Please rewrite the material below, swapping "thickest" for "widest" and leaving everything else unchanged.

------------

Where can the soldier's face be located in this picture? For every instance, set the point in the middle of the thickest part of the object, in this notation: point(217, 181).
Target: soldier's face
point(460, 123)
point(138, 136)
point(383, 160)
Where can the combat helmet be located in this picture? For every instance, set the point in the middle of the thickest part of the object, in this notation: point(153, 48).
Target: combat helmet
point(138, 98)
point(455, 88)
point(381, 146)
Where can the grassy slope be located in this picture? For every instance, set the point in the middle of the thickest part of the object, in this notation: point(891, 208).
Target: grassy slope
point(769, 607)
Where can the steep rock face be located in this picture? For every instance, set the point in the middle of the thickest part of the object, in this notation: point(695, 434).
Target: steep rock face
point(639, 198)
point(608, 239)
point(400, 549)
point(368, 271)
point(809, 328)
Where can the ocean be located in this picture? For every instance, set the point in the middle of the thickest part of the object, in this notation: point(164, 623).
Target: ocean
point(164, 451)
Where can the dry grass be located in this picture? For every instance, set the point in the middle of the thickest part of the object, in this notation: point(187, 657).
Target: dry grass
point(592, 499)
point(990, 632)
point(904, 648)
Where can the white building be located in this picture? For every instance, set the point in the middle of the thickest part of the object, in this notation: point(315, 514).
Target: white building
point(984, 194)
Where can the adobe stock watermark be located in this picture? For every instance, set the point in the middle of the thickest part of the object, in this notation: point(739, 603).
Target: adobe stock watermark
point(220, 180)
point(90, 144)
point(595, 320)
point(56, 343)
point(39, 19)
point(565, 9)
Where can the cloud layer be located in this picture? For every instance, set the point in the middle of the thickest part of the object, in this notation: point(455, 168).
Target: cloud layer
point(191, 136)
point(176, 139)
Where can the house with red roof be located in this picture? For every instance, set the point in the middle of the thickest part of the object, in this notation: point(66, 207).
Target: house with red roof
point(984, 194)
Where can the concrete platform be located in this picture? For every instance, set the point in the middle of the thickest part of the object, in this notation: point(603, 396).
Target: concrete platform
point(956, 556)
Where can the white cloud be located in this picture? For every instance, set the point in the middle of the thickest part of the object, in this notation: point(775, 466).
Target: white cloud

------------

- Written response -
Where can the soldier's face be located in this picture? For every instance, set the point in the middle of the widest part of the object, in this notation: point(217, 181).
Target: soldier's face
point(460, 123)
point(138, 136)
point(383, 160)
Where can the combat helmet be located in this picture? For every instance, set the point in the middle of the widest part of the object, in this notation: point(153, 48).
Target: combat helmet
point(138, 98)
point(455, 88)
point(381, 146)
Where can the grassy slope be located in this picture? For every instance, set the point in the middle of the widest part of the object, in this notation: point(891, 208).
Target: grassy slope
point(769, 607)
Where can the steep rock face be located in this picture? For every instance, set the point in the middle of the widest part of the object, in this notation: point(695, 434).
Target: steep rock face
point(639, 198)
point(608, 239)
point(400, 549)
point(368, 271)
point(809, 328)
Where can the ocean be located in this picture? For every instance, set the point in the middle of the widest part of the object, in this notation: point(164, 623).
Target: ocean
point(164, 451)
Where can the dry grass be located in this picture? For every instance, set the point in the middle of the widest part of the object, in this notation: point(187, 657).
Target: dry grass
point(592, 499)
point(990, 632)
point(904, 648)
Where can the white building be located in this picture? For every instance, set the point in the middle of the widest part of the object, in this notation: point(315, 514).
Target: white building
point(984, 194)
Where can the adobe stock watermark be located in this picture? For every instance, set the point in the middle of the widest part of the object, in this notation: point(739, 603).
Target: adobe stock watermark
point(220, 180)
point(90, 144)
point(595, 320)
point(56, 343)
point(39, 19)
point(565, 9)
Where can the cloud layer be located in this picture? For every instance, set the point in the middle of the widest part of the object, in this notation: point(455, 168).
Target: cloud layer
point(191, 136)
point(176, 139)
Where can the house with red roof be located in this picture? For every instance, set the point in the middle of the widest part of the object, in this notation: point(66, 207).
Target: house with red roof
point(984, 194)
Where can the concrete platform be located in this picture? For every instance, set the point in the middle of the widest part of the object, in this notation: point(603, 396).
Target: concrete platform
point(956, 556)
Where can the white cloud be located in this picture? For every instance, set the point in the middle of the widest part of the object, in this notation: point(775, 466).
Target: white cloud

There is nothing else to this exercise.